[What to work on]:
What lines of the data below include the word "apiece"? Report them by copying each.

Provided material Block Start

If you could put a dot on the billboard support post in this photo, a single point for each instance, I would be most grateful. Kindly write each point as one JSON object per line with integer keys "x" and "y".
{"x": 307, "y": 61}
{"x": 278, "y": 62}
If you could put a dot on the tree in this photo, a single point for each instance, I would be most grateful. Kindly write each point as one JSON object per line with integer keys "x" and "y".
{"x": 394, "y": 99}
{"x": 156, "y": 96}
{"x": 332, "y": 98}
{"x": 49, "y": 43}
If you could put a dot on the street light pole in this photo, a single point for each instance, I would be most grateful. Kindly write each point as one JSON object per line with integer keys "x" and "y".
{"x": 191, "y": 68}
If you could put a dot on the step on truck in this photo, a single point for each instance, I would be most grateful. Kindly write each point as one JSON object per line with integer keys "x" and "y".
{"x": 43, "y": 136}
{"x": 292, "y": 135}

Provided material Block End
Provided material Block Start

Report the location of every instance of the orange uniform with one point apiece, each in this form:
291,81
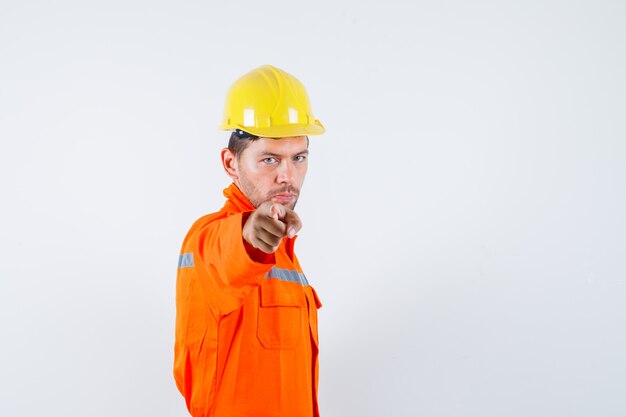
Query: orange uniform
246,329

Provided material Block End
Provided material Block Start

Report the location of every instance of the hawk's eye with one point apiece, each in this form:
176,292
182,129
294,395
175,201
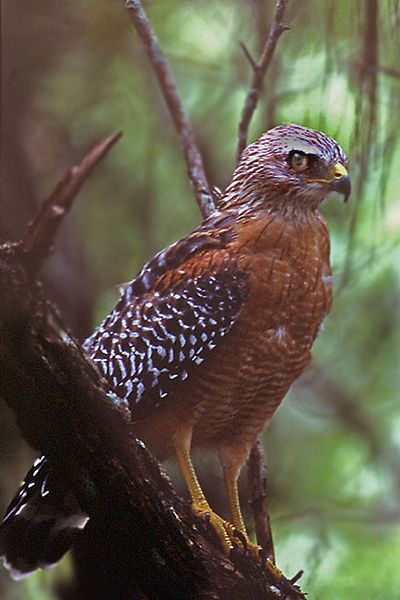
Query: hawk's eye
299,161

Provided material Block End

[Exercise result]:
Report the location of every instance of the orange uniform with one point apiece, each in this form:
Report the location of every instance of the hawk's eye with one point apiece, each in this form:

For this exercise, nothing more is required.